WHAT IS REQUIRED: Copy the text of the listing below line for line, omitting the picture.
=== RECORD EXTRACTS ===
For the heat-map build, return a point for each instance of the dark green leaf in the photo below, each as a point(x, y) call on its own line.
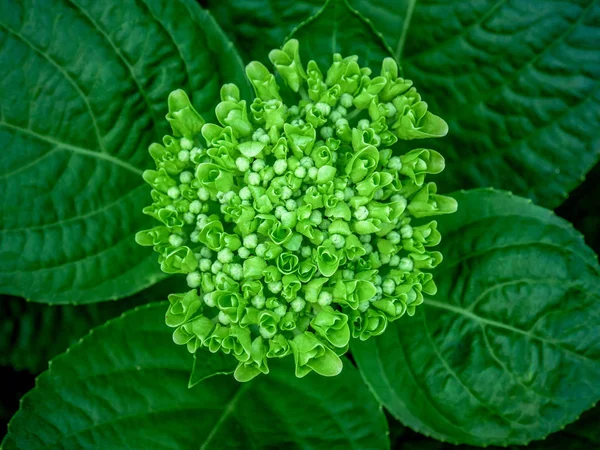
point(581, 209)
point(32, 334)
point(582, 435)
point(207, 364)
point(125, 385)
point(338, 28)
point(84, 88)
point(517, 82)
point(508, 350)
point(259, 26)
===
FULL RESPONSE:
For the heat-map build, return a point for each instance of the dark green leaf in the photo below, each as a point(x, y) call on its own line.
point(581, 209)
point(32, 334)
point(582, 435)
point(207, 364)
point(125, 385)
point(338, 28)
point(84, 88)
point(517, 82)
point(508, 350)
point(259, 26)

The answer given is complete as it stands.